## BEGIN ARTICLE
It can be pretty hard to tell by our judgmental habits but Christians aren’t perfect. We aren’t perfect as humans, in our relationships with Christ, or as representations of the teachings of our savior. We fall short and project our insecurities onto a world that is, in our minds, persecuting us because of our faith. We’ve done some harm to our image and witness with the world but all hope is not lost. Here are 4 things Christians get wrong in our walk and what we can do to fix it:
Love the Sinner, Hate the Sin
We teach and believe this concept as if they are the red lettered words of Jesus. Christians love to evoke these words as a sign of tolerance for others, particularly the LGBTQIA community. These words, nor the sentiment behind them, never appear in the bible. Jesus calls us to love unconditionally. When Jesus was asked what the greatest commandment of all was, His reply was clear:
“‘Love the Lord your God with all your heart and with all your soul and with all your mind.’ This is the first and greatest commandment. And the second is like it: ‘Love your neighbor as yourself.’ All the Law and the Prophets hang on these two commandments.”
Somewhere along the way, someone added their own theology and interpretation of this scripture to mean that we are called to hate the very nature of a person while simultaneously unconditionally loving them. To love unconditionally means to love something as whole, regardless of their current or future state. If you love someone yet it comes with a “but” statement, you aren’t loving unconditionally. When we do this, we are going completely against what Jesus commanded in Matthew 22:37-40.
Yes, Jesus preached against sin. Yes, we are to fight against sin—OUR OWN SIN. Jesus’ teachings against sin were instructions so that we could work out our OWN soul salvation. Too many Christians have wrongly decided that salvation gives us the right to serve as judge and jury on the morality of the neighbors they should love. What the bible actually says about judging one another and not working out your sin is quite different:
How can you say to your brother, ‘Let me take the speck out of your eye,’ when all the time there is a plank in your own eye? You hypocrite, first take the plank out of your own eye, and then you will see clearly to remove the speck from your brother’s eye.
—Matthew 7:4-5 NIV
Love the sinner, hate the sin is a bullet that has inflicted many wounds and deaths in the spirits of LGBTQIA-identified brothers and sisters. We need to retire it and return to loving as Jesus instructed.
## END ARTICLE
## BEGIN PROVIDED RECORDS
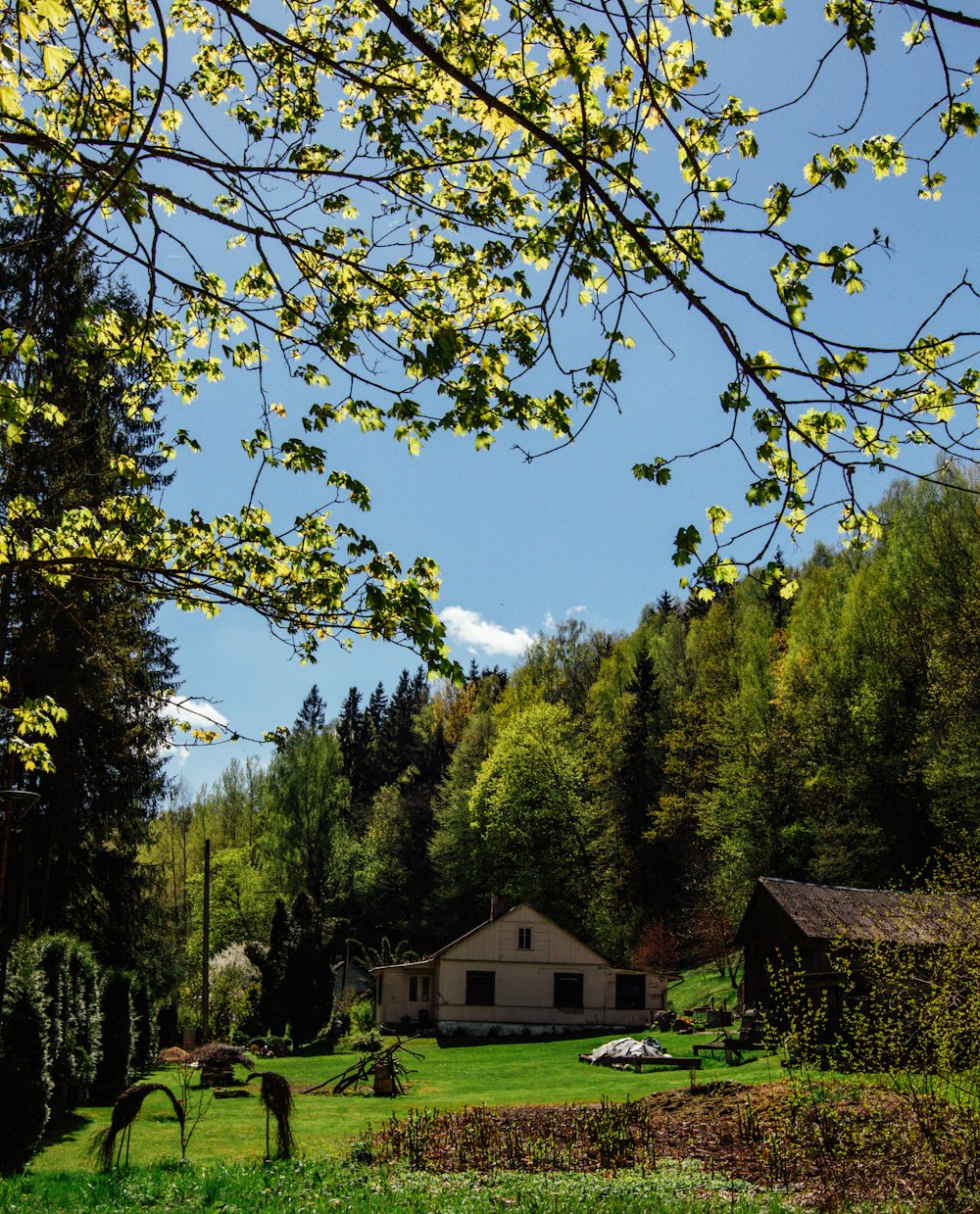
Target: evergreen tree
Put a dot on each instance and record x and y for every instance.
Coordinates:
(90, 644)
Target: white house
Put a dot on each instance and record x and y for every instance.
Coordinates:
(516, 971)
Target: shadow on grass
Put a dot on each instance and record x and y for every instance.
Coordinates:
(514, 1040)
(69, 1129)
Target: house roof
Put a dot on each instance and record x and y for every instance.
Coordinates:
(828, 912)
(523, 905)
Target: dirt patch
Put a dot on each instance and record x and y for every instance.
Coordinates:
(823, 1143)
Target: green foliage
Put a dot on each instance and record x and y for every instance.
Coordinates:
(24, 1061)
(74, 1017)
(527, 811)
(116, 1067)
(234, 991)
(455, 178)
(296, 981)
(270, 1187)
(308, 799)
(90, 644)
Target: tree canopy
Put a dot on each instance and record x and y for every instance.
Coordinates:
(416, 198)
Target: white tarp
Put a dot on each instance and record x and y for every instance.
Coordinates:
(627, 1047)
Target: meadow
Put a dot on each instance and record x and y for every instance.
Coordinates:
(447, 1076)
(226, 1169)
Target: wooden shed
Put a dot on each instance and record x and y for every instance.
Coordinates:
(791, 924)
(517, 971)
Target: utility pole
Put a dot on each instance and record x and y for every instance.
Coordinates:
(206, 949)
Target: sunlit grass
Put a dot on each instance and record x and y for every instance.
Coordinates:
(446, 1077)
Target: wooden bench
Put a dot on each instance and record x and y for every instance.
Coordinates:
(663, 1062)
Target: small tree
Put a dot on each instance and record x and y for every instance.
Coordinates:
(70, 979)
(118, 1036)
(308, 979)
(713, 940)
(24, 1070)
(236, 987)
(656, 948)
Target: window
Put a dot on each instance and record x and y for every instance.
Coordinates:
(630, 992)
(417, 989)
(568, 991)
(480, 985)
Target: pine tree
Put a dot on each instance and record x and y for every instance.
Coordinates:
(89, 644)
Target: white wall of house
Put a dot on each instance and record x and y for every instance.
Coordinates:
(518, 970)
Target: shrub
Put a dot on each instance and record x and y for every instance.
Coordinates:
(236, 986)
(146, 1040)
(362, 1015)
(70, 980)
(118, 1037)
(24, 1071)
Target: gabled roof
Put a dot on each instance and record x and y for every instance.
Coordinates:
(829, 912)
(487, 923)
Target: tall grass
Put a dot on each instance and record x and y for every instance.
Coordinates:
(314, 1188)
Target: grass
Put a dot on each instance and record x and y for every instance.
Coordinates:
(310, 1188)
(447, 1077)
(701, 986)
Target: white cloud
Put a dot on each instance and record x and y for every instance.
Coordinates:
(198, 714)
(467, 628)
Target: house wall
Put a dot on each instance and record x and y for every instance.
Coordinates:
(395, 1003)
(524, 978)
(524, 995)
(523, 950)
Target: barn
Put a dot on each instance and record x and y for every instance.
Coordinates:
(797, 925)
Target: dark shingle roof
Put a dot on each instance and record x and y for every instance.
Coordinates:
(828, 912)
## END PROVIDED RECORDS
Copy the article's passage between "Yes, Jesus preached" and "your brother’s eye.", inclusive, replacing "plank" with "beam" each time it appears. Use only the article to answer.

Yes, Jesus preached against sin. Yes, we are to fight against sin—OUR OWN SIN. Jesus’ teachings against sin were instructions so that we could work out our OWN soul salvation. Too many Christians have wrongly decided that salvation gives us the right to serve as judge and jury on the morality of the neighbors they should love. What the bible actually says about judging one another and not working out your sin is quite different:
How can you say to your brother, ‘Let me take the speck out of your eye,’ when all the time there is a beam in your own eye? You hypocrite, first take the beam out of your own eye, and then you will see clearly to remove the speck from your brother’s eye.